Written tasks ::
A) In one to three sentences, explain why the essay on the two-state solution below considers Krieger's view worth exploring.
B) According to the essay on the two-state solution below, who explained that the author's pessimism rests on confusion?
C) Resume the essay on the two-state solution below, starting right after its final sentence.

Document segment ::
My view is if anything more pessimistic. But apparently I should cheer up: After I last expressed that pessimism, fellow Atlantic contributor Zvika Krieger explained that it rests on confusion.

Krieger's view is worth exploring, because it's a particularly well-informed version of a very common liberal Zionist view. If he's wrong, and the two-state solution is in fact close to death, that means lots of liberal Zionists need to rethink things. Specifically, they need to either (1) embrace Beinart's boycott idea; (2) come up with some alternative way of jump-starting progress toward a two-state solution; or (3) reconcile themselves to the end of liberal Zionism (since pretty much everyone now agrees that the only long-run alternative to a two-state solution is a one-state solution, and for demographic reasons that one state won't be both Jewish and democratic).

Krieger's critique focuses on this quote from my piece: "There are just too many settlements, interconnected by too many roads that restrict the movement of too many Palestinians, for a two-state deal to result in anything Palestinians could proudly call a 'state.'"

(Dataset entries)

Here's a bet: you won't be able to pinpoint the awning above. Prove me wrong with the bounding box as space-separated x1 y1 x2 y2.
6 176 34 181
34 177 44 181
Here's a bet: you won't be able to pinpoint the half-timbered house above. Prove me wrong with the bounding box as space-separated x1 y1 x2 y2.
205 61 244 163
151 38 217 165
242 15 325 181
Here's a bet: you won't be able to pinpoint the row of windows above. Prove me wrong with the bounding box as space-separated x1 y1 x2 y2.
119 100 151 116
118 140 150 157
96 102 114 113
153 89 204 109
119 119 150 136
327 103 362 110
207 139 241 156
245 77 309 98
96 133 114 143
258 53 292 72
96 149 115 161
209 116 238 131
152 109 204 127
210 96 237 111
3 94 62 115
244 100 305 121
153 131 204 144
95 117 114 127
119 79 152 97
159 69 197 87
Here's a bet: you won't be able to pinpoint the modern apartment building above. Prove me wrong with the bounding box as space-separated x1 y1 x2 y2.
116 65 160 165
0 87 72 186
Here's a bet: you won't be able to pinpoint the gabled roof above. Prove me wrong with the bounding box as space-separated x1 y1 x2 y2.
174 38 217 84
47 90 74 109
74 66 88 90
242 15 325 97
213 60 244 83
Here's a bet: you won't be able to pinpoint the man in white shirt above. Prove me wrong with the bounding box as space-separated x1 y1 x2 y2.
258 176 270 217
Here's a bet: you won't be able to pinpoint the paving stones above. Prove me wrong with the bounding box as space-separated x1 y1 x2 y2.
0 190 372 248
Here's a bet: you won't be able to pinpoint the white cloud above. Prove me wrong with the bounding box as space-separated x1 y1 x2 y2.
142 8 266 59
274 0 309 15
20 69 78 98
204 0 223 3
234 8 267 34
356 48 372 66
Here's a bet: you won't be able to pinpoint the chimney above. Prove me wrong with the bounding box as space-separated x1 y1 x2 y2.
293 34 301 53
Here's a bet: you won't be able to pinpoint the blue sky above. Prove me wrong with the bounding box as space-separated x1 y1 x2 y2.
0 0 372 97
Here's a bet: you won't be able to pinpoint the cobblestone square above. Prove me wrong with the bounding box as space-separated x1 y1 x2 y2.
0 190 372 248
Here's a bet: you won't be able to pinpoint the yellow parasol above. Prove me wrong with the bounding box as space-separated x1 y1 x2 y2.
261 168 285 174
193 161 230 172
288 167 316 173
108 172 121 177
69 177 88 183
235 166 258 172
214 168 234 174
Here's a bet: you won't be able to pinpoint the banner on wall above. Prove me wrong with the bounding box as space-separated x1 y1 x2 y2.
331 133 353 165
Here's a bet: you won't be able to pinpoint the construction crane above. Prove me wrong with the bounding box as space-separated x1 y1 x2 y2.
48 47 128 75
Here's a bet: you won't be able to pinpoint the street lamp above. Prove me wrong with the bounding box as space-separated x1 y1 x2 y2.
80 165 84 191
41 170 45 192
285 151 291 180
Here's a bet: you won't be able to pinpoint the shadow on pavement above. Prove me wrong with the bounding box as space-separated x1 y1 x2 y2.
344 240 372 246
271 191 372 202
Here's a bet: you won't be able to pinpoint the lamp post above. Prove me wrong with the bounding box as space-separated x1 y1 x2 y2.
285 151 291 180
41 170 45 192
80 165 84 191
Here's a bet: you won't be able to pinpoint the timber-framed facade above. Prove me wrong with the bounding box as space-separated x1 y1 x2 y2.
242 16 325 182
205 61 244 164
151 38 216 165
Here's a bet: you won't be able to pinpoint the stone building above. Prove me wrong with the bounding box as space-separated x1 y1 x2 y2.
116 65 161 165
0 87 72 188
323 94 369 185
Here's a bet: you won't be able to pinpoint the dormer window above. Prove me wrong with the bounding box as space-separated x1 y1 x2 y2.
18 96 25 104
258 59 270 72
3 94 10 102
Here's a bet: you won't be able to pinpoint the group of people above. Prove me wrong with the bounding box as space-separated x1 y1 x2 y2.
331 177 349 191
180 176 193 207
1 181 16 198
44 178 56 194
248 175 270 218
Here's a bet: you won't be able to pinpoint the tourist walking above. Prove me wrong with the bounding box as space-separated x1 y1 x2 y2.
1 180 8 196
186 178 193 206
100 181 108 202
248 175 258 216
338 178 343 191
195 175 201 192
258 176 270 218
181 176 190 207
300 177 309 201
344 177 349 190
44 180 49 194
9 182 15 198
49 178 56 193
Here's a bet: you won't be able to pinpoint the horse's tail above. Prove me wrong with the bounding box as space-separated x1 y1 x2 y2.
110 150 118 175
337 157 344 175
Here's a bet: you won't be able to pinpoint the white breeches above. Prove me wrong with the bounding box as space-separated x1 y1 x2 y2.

Responses in order ::
A) Krieger's view is a particularly well-informed version of a very common liberal Zionist view. If he is wrong and the two-state solution is close to death, many liberal Zionists will need to rethink things.

B) Zvika Krieger, a fellow Atlantic contributor.

C)
Krieger agrees with me that a two-state solution would require uprooting the vast majority of the West Bank's settlements--but, he notes, this doesn't mean uprooting the vast majority of settlers. Since most of the settlers live in big settlement blocks fairly close to the 1967 "green line," Israel could keep just 2 or 3 or 4 percent of the West Bank (and give Palestine compensatory chunks of Israel proper), and thus leave around 75 percent of the settlers where they are.

OK, fine. But, according to Krieger's numbers, this would still involve uprooting 125,000 settlers! If anyone considers this a readily doable project, I recommend going to Hebron, where fewer than one percent of those 125,000 live, and asking the settlers whether they'd go peacefully. Compounding their assured intransigence is that the Israeli army, which would be doing the extracting, is itself increasingly populated by intensely religious settlement supporters, some of whom say they won't carry out settler-eviction orders.

All of this helps explain why last week at the J-Street Conference, the Israeli scholar Menachem Klein, who was an adviser to the Barak government, opined that a two-state deal could spark a civil war within Israel. "Yitzhak Rabin was assassinated during an interim agreement when he had not evacuated a single settlement," he said. "Israelis will use arms to resist an agreement even if there were a referendum supporting it."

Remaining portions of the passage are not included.